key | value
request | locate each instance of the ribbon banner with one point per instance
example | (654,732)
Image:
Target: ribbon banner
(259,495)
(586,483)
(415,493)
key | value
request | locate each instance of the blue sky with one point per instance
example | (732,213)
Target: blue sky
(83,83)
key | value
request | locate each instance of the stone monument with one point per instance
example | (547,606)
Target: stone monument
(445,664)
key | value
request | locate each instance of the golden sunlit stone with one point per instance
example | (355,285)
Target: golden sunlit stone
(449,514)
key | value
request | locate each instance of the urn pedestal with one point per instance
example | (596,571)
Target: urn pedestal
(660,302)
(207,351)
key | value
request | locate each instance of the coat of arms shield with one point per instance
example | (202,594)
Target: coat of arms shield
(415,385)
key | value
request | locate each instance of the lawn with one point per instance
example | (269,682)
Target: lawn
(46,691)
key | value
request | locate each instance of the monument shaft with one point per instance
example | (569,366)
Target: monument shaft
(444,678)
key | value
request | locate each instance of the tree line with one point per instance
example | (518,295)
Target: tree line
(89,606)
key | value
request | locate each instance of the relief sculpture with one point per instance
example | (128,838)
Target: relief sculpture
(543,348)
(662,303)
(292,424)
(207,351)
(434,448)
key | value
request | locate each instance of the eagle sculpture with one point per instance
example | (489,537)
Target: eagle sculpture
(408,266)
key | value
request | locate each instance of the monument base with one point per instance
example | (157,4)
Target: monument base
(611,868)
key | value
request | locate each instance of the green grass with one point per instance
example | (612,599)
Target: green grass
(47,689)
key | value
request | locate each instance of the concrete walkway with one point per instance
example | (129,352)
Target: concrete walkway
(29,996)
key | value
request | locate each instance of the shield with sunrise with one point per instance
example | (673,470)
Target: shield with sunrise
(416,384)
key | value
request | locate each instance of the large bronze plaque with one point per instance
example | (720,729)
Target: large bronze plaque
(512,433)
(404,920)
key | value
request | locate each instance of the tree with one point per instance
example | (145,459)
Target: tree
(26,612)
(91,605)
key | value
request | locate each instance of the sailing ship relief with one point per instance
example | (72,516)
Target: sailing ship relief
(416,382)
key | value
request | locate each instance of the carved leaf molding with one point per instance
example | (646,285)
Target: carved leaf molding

§ Work required:
Identify every line above that contains the string "grass", treating uppercase and lowercase as different, and copy each of those lines.

§ Expected answer:
request | locate each instance of the green grass with one point per instance
Target: green grass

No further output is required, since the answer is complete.